La « solution » vient chez Heidegger de la résolution devançante : une sorte de volonté consciente de suivre le chemin perpétuel de l’existence de façon vraie, non-mensongère, une façon de se projeter dans le monde qui ne fait pas oublier la nature du Dasein, « un se-projeter réticent et prêt à l’angoisse vers l’être-en-dette le plus propre » : réticent à se fondre dans le On et les projets explicites, prêt à l’angoisse pour dire que l’existence n’esquive pas cette suspension de tout lieu et toute chose dans son projet et « vers l’être en dette » pour dire que la résolution est prête à affronter la nullité dont elle se frappe en même temps (puisque rivée au possible). Le mot devançante vient signifier le fait de devancer la mort en quelque sortes dans le sens où chaque possibilité ne doit pas faire oublier que le dasein reste en transit, indéterminé, ouvert à la suite, « nul » ie regarder ce qui est décidé à chaque fois en même temps du point de vue de la mort (comme si elle était à l’œuvre partout, au travers de la nullité à laquelle il s’agit de rester fidèle). La mort, en ce sens, est la possibilité ultime qui permet au dasein de conserver en permanence un rapport au possible. Si on voulait l’imager un peu plus, on pourrait dire que le fait de pouvoir mourir, de pouvoir toujours mourir, non pas comme un risque mais comme une possibilité, eh bien cela donne en quelque sorte une respiration à notre existence : dans tout ce qu’on fait, la mort rappelle qu’il est possible qu’il en soit autrement, parce que, entre autre, il est possible de mourir. D’où un certain rapport à la mort décisif à entretenir pour ne pas sombrer dans le fatalisme de l’existence, bercée par le On.

Entrées enregistrées:
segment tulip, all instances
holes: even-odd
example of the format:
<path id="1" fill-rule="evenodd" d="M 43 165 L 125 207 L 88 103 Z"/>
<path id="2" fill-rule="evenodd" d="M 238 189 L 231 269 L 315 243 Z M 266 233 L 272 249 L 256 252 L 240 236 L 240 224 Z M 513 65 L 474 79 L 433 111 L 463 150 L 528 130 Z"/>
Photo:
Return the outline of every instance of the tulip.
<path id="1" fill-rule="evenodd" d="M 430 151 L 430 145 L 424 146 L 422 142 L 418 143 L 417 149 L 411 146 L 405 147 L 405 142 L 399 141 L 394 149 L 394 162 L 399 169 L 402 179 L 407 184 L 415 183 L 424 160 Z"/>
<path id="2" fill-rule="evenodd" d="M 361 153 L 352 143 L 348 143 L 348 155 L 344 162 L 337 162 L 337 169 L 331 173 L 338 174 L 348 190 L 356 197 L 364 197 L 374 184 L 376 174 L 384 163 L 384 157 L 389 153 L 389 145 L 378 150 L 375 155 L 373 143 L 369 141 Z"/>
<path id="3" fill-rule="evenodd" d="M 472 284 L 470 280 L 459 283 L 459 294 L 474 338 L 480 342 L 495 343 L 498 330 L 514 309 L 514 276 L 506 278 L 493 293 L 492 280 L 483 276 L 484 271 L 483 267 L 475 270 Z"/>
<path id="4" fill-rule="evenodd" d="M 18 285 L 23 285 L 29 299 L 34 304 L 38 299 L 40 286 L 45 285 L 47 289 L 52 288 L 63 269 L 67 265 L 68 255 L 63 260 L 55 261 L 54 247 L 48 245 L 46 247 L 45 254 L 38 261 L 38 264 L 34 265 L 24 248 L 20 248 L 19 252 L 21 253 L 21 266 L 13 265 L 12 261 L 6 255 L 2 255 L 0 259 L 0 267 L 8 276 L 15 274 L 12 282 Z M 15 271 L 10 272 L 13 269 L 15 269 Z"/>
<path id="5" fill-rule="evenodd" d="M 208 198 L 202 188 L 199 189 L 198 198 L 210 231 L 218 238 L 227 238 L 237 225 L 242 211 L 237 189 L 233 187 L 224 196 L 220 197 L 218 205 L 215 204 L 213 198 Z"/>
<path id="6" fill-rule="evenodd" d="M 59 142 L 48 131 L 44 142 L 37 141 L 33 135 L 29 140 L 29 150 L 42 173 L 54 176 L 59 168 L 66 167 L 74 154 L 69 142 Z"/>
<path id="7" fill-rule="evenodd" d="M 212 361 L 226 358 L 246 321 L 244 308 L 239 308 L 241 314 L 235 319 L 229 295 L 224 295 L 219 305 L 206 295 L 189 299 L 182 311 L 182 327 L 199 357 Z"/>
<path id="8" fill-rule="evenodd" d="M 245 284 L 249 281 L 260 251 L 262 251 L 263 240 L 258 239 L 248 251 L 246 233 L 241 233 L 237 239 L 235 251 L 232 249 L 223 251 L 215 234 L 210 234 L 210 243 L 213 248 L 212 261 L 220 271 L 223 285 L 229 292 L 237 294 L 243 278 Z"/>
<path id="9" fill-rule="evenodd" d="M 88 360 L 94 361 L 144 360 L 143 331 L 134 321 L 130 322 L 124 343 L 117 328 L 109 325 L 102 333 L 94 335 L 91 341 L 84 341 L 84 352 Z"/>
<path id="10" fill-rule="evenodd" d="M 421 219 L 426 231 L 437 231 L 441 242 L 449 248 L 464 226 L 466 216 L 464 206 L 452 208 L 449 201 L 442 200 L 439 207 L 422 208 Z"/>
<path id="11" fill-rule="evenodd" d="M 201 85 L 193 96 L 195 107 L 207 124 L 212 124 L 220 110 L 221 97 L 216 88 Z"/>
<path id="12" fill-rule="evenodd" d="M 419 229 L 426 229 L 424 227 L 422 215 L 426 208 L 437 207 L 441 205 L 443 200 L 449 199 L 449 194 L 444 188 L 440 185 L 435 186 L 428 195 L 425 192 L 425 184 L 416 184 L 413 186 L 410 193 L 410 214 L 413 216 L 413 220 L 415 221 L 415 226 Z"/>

▶ [Consigne]: Prolongez le texte sur la résolution devançante chez Heidegger à partir de sa dernière phrase. Ces entrées proviennent d'une source distincte de celle du texte.

▶ [Réponse]:
Conclusion : se tenir face à la mort pour mener une vie authentique

Récapitulons. Heidegger veut poser la question du sens de l’être et pour ça il se penche sur un cas particulier, le Dasein, dont le mode d’être est particulier puisqu’il existe, il il y va en son être de son être. On a vu qu’il est au monde selon plusieurs attitudes existentiales : il est affairé, constamment tourné vers le monde et les étants mais en même temps il prend cet affairement pour objet, il le comprend. En même temps, il est également fondamentalement sujet à l’angoisse qui exprime une suspension de cet affairement, une sorte de crainte indéfinie qui caractérise le moment où le possible qu’il est (le Dasein), se détache de tout objet en particulier pour flotter dans le pur possible. Nous avons proposé d’associer l’angoisse tantôt à la liberté comme chez Kierkegaard (où Adam est angoissé parce qu’il peut sans avoir la moindre détermination associée à cette possibilité), tantôt à la mort puisqu’elle constitue le possible le plus propre du dasein. Or, pour Heidegger, c’est justement dans une attitude face à la mort que se situe l’authenticité de l’existence où elle ne se laisse pas simplement guider par le On et les habitudes faciles : en tant qu’elle nous détache de toute possibilité particulière et même de toute réalisation, la mort nous laisse, si tant est qu’on l’éprouve comme possibilité ultime sans la fuir ni se suicider, elle nous laisse expérimenter le possible de façon pure. On se trouve ainsi aux prises avec notre existence elle-même puisqu’on l’a définie comme projet, possibilité.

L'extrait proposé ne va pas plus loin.